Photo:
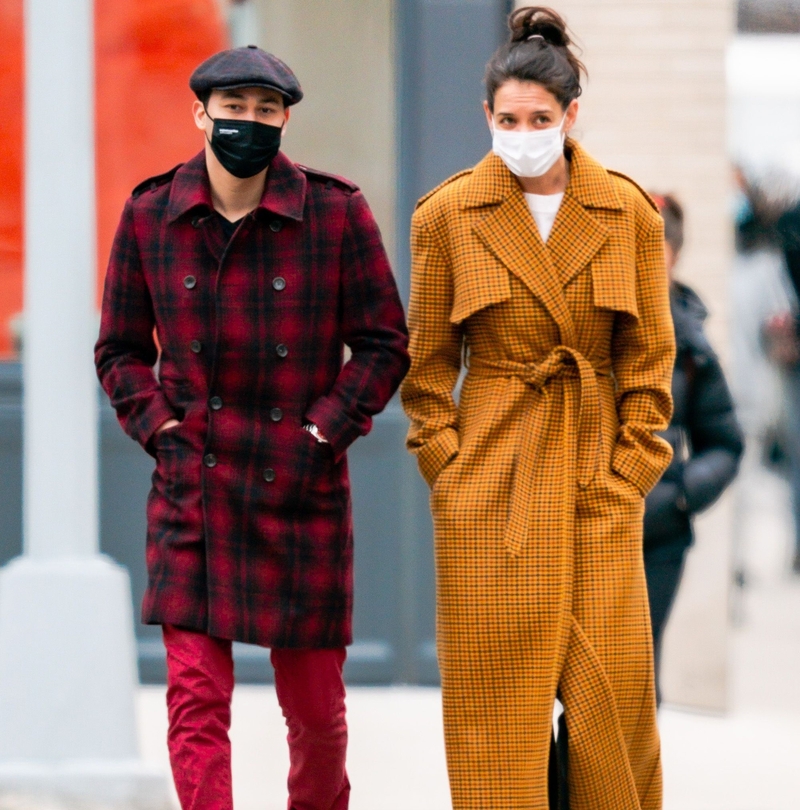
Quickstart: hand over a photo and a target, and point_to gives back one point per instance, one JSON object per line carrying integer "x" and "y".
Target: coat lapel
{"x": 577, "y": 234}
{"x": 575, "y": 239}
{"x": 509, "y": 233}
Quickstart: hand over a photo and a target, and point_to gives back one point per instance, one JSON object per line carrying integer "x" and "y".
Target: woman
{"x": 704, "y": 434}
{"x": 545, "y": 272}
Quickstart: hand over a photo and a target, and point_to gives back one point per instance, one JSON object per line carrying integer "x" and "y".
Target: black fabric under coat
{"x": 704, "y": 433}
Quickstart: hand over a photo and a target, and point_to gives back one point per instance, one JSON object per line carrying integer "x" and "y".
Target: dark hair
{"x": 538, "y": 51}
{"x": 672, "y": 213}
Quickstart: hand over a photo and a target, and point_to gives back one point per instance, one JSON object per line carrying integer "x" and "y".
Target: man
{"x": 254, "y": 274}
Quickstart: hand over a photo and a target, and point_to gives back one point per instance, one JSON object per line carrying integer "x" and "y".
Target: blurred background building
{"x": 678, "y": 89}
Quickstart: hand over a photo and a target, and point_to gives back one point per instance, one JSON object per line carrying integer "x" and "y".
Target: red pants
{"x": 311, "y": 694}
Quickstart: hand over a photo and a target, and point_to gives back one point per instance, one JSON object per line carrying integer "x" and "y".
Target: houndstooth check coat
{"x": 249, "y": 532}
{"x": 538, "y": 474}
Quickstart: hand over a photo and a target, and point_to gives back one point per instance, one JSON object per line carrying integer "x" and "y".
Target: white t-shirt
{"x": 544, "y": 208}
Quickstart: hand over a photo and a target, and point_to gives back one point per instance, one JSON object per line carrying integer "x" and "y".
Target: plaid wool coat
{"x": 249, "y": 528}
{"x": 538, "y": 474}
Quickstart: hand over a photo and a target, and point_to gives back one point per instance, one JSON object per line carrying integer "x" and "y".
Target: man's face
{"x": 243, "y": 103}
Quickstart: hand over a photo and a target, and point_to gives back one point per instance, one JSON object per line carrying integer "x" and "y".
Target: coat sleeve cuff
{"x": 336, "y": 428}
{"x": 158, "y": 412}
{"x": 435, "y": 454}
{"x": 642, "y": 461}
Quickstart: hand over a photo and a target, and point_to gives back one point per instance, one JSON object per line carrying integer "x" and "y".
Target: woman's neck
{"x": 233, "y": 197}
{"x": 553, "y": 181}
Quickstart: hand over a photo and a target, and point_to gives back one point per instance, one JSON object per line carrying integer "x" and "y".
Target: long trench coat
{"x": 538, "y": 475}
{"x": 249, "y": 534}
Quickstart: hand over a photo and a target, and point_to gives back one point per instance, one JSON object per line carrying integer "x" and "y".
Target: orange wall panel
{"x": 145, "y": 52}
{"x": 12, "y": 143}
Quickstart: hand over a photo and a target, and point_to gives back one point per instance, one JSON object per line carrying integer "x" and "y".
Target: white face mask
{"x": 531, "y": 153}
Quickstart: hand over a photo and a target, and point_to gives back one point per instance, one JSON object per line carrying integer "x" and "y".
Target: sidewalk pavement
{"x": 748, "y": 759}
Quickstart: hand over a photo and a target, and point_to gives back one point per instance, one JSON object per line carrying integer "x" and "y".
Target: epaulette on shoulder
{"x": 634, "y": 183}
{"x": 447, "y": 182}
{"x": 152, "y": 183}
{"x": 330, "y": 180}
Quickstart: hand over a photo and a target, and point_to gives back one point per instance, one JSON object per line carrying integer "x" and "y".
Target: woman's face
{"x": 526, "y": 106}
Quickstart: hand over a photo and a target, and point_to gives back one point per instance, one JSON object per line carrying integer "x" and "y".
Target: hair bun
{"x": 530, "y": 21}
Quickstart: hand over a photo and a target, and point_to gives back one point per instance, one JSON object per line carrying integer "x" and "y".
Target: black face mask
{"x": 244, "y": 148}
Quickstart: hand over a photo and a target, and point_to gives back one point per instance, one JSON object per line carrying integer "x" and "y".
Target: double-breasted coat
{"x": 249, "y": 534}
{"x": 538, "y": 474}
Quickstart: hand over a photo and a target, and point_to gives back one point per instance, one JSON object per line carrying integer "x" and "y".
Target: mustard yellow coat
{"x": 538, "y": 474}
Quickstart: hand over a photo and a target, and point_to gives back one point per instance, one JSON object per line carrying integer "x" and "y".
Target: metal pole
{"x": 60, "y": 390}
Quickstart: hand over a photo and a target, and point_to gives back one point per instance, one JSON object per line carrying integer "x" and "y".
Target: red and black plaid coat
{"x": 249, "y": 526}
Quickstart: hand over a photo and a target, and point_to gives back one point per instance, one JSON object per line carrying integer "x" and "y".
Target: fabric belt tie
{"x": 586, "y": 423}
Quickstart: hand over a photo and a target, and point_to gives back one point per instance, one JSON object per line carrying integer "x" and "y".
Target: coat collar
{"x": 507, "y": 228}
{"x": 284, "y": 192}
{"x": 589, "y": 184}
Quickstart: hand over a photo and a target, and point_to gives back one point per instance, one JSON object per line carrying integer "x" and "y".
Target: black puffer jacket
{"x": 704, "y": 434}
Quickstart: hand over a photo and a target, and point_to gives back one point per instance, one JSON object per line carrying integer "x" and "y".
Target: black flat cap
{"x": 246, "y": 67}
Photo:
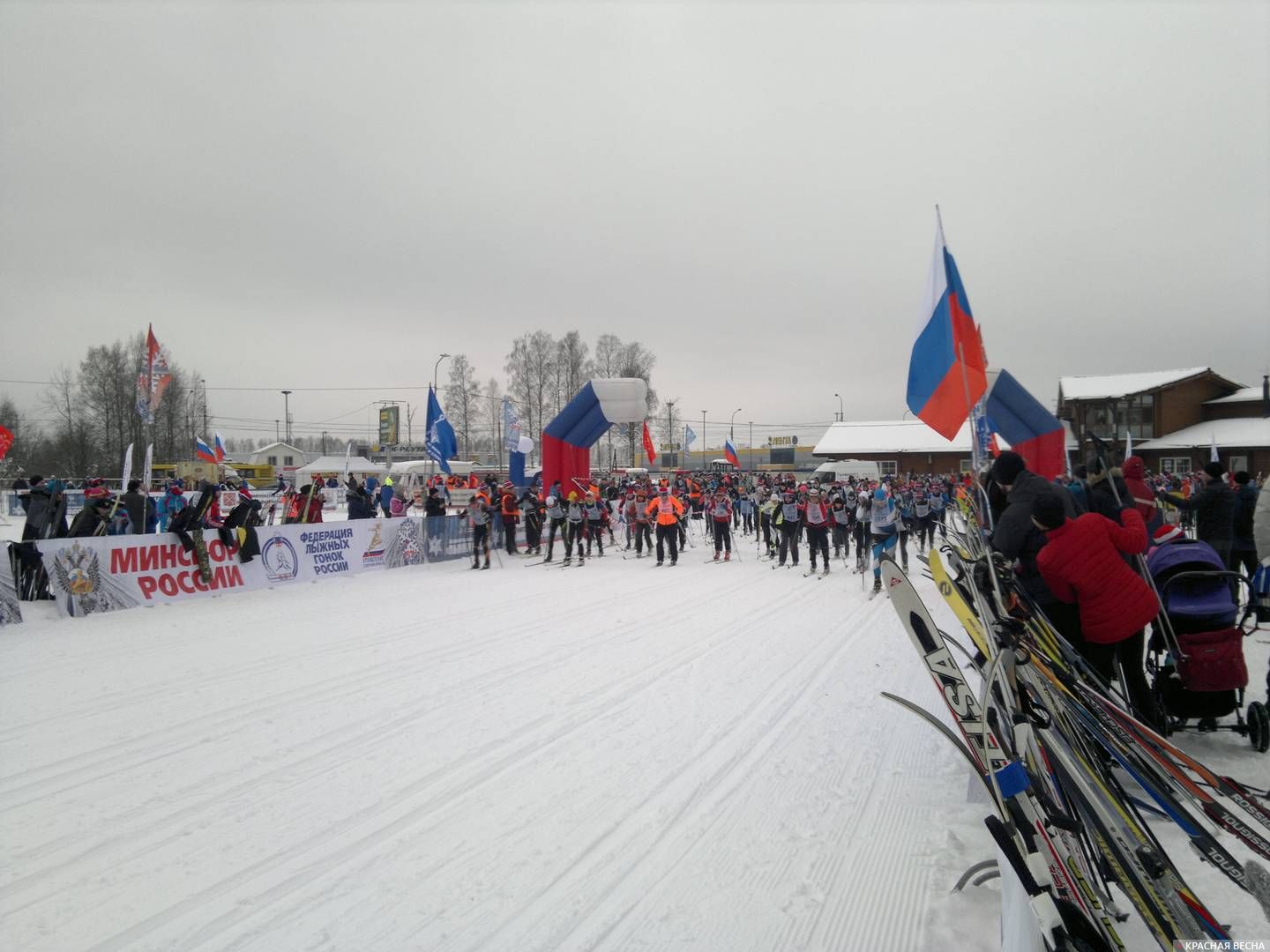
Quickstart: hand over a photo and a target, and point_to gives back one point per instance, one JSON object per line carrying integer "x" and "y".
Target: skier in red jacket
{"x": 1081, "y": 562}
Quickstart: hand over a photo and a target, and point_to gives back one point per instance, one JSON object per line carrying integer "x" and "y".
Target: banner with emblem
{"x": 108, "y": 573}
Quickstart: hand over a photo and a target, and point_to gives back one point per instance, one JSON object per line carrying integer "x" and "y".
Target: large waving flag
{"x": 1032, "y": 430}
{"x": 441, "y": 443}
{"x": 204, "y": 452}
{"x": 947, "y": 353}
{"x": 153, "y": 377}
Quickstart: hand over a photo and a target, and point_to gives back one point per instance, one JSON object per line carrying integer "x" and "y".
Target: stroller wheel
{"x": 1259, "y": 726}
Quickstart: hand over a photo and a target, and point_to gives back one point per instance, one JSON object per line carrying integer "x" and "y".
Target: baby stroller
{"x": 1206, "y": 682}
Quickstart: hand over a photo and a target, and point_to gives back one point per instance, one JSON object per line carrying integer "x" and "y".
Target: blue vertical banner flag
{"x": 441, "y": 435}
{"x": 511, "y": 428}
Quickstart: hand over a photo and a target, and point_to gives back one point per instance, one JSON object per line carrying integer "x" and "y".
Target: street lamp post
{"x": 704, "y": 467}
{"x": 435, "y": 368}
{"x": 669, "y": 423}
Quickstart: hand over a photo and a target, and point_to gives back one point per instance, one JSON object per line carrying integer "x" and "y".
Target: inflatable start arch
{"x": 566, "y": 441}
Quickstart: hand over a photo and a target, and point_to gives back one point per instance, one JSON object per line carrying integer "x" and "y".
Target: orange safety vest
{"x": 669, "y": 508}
■ ■ ■ ■ ■
■ EXERCISE PROMPT ■
Every entry must be transcribed exactly. Pictures do not belong in the copy.

■ TASK ANSWER ■
Photo:
Quickstart: hand over a photo and a target, and point_to gives back one point per instance, one JSON object per line carrying integer "x" and "y".
Target: coat lapel
{"x": 577, "y": 234}
{"x": 575, "y": 239}
{"x": 509, "y": 233}
Quickstart: hand over a photo and a target, and point_to gives back one point per instance, one JSON object per line carrying integer "x" and "y".
Target: woman
{"x": 704, "y": 434}
{"x": 545, "y": 272}
Quickstart: hand over a photo and a target, and point_to gives back one point per instance, one JSON object per line carrying integer "x" and "y".
Target: black fabric under coat
{"x": 704, "y": 433}
Quickstart: hand over a photo and a target, and point_to gives back one point per instance, one JSON object per line carrying integer "x" and "y".
Target: dark hair
{"x": 538, "y": 51}
{"x": 672, "y": 213}
Quickstart: hand over a photo and a target, and point_to gives back one point per instance, one JSON object per line carrying integer "x" and "y".
Target: man
{"x": 254, "y": 274}
Quickstart: hand over a photo and a target, and point_to gives back one point per instance, one JSON object per line carrying integer "x" and "y".
Target: blurred background building
{"x": 678, "y": 89}
Quickstart: hand over a photo and a target, and point_to gives back one point per instance, one JSON object per line carrying integer "x" and "y".
Target: red pants
{"x": 311, "y": 694}
Quickstart: hand over a photo and a target, and point_to gives back one point per instance, one JSON object per line carrying integer "x" and "y".
Target: houndstooth check coat
{"x": 249, "y": 532}
{"x": 538, "y": 474}
Quickstart: hand over a photo and a target, and point_to gives back one point per instance, one JSON object per line carrying integer "x" and "y".
Target: white t-shirt
{"x": 544, "y": 208}
Quickstart: hand over a photo and a target, and point_to gives back one point per instance, one JSON object per line carrying integer "x" and "y".
Target: plaid wool coat
{"x": 249, "y": 528}
{"x": 538, "y": 474}
Quickstart: hand over a photo and a target, and point_to gives back one point per instance, one JSON object per line carrying integer "x" and "y".
Target: man's face
{"x": 243, "y": 103}
Quickstart: hand over a photo and a target, and point_to gives back one point per instance, one JSON object per line carrying integer "x" and "y".
Target: coat sleeve cuff
{"x": 336, "y": 428}
{"x": 158, "y": 412}
{"x": 435, "y": 454}
{"x": 642, "y": 461}
Quickstart: hand over a photo and a target, and point_to gives back one point per instance, one JSON object per line carrying integer "x" and "y".
Target: woman's neck
{"x": 233, "y": 197}
{"x": 553, "y": 181}
Quickstart: hand over a photo and a target, and point_to gives back one point per instance, one JSON object per line carrying integer "x" and "y".
Target: long trench coat
{"x": 538, "y": 475}
{"x": 249, "y": 534}
Quickstart: hand over a photo and a target, and point_to gives back one point per instance, one JSON object per line carrying integer "x" and "y".
Target: orange wall panel
{"x": 145, "y": 52}
{"x": 12, "y": 143}
Quickstart: hand over a photo and a target, and point_to gives back one point per instance, one JSON object per line carrying integer "x" and "y".
Target: white face mask
{"x": 531, "y": 153}
Quickstart: hand over a photo and a target, and point_to gives back one point per instance, one JSON object per line carrying integer "x" and "y".
Target: sidewalk pavement
{"x": 748, "y": 759}
Quickstart: hand over a photo and a target, and point_to gives back one point per instance, one JSON object per line carrying integer "x" and "y".
Target: epaulette on shoulder
{"x": 634, "y": 183}
{"x": 447, "y": 182}
{"x": 152, "y": 183}
{"x": 330, "y": 180}
Quickstart: hand over a photo and a target, and point_to gives back one point per instance, one JSON object per line carrying integer "x" and "y".
Target: woman's face
{"x": 526, "y": 106}
Quickstart: hand over a photo and a target, and point_to gives back one point per instance, one JSON object per line carrying integer "x" and "y".
Target: hair bun
{"x": 530, "y": 21}
Quickstart: hand over a photo and a target, and point_to gives back one point per instance, one JSON object per line carrying integer "x" and "y".
Target: black face mask
{"x": 244, "y": 148}
Quickstart: hand over a photo and a target, and point_to gives back one point per instance, one JSON object per line carrying integer "x" and "y".
Target: double-breasted coat
{"x": 249, "y": 534}
{"x": 538, "y": 474}
Quickstart: hand over a photo and a target, and point_to gives back one point per instance, one JSON object per line carrying integer "x" and "y".
Target: mustard yellow coat
{"x": 538, "y": 474}
Quickstart: hand over a photo and a target, and point_to gives back one point per instance, one JSON object per line carrying integer "x" and "y".
Target: metal pole
{"x": 60, "y": 390}
Quickstart: hand over a photo and a target, and point_to gives back one point per instance, one JSON object per line carrying integer "x" and "y".
Target: red and black plaid coat
{"x": 249, "y": 526}
Quickstart: hand over a photo and a target, and point_to gives back one point per instance, one JSON object per line carrying integer "x" and "y".
Target: fabric belt tie
{"x": 586, "y": 423}
Quickstart: hand over a photo and a target, and point_to gives back one point per instance, one JSON object per line carrying integer "x" and "y".
Target: coat collar
{"x": 507, "y": 228}
{"x": 284, "y": 192}
{"x": 589, "y": 184}
Quickstart: hand over a photo and a target, and point_to gives back one point per instance, one JSON object per line carrying integer "x" and "y".
Target: black puffer jacket
{"x": 704, "y": 434}
Quickstart: hand over a photo and a target, and point_to gives back one point per instance, one JSON object per line carrying integer "x" and "y".
Target: black flat cap
{"x": 246, "y": 67}
Photo:
Quickstart: hand over a photo and a target, and point_to gives back one point per instance, one JSON object per line carrying integer "x" and "y".
Target: skier in red jacket
{"x": 1081, "y": 562}
Quickstart: hand over a photo and a target, and point_to gives back one point per instance, one JSON object per line carrying integer "x" and "y".
Target: banner with emblem
{"x": 108, "y": 573}
Quickstart: hand over a photo and a target, and point_to gives back one point per instance, one JSON object per line carrying integer "x" and "y".
Target: large waving flag
{"x": 1032, "y": 430}
{"x": 441, "y": 443}
{"x": 204, "y": 452}
{"x": 947, "y": 353}
{"x": 153, "y": 377}
Quickstart: hand over a photo and a target, and point_to gives back one point per instance, one JSON object per line carrying integer "x" and "y".
Target: stroller wheel
{"x": 1259, "y": 726}
Quickstart: hand over a photo and a target, and point_to gives back one point per instance, one JSON object per line carrying integer "x" and "y".
Target: baby stroller
{"x": 1206, "y": 682}
Quickstart: hand over a photo and a target, and point_to gives back one point per instance, one JSON object per line carrying integer "x" and "y".
Target: blue vertical banner flag
{"x": 441, "y": 435}
{"x": 511, "y": 428}
Quickstart: hand over a photo and a target, and point_to gives back one point per instance, one JSON object per line carrying integer "x" and "y".
Target: street lamp post
{"x": 704, "y": 467}
{"x": 435, "y": 368}
{"x": 669, "y": 423}
Quickstart: hand over a photo and a target, and point_to gives back one point per instance, one JSON object per line carrying integer "x" and "y".
Target: inflatable start arch
{"x": 566, "y": 441}
Quickstart: hand over a photo and a target, and point_to gives back one point per instance, one JSON object per line carrying integer "x" and "y".
Target: orange safety vest
{"x": 669, "y": 508}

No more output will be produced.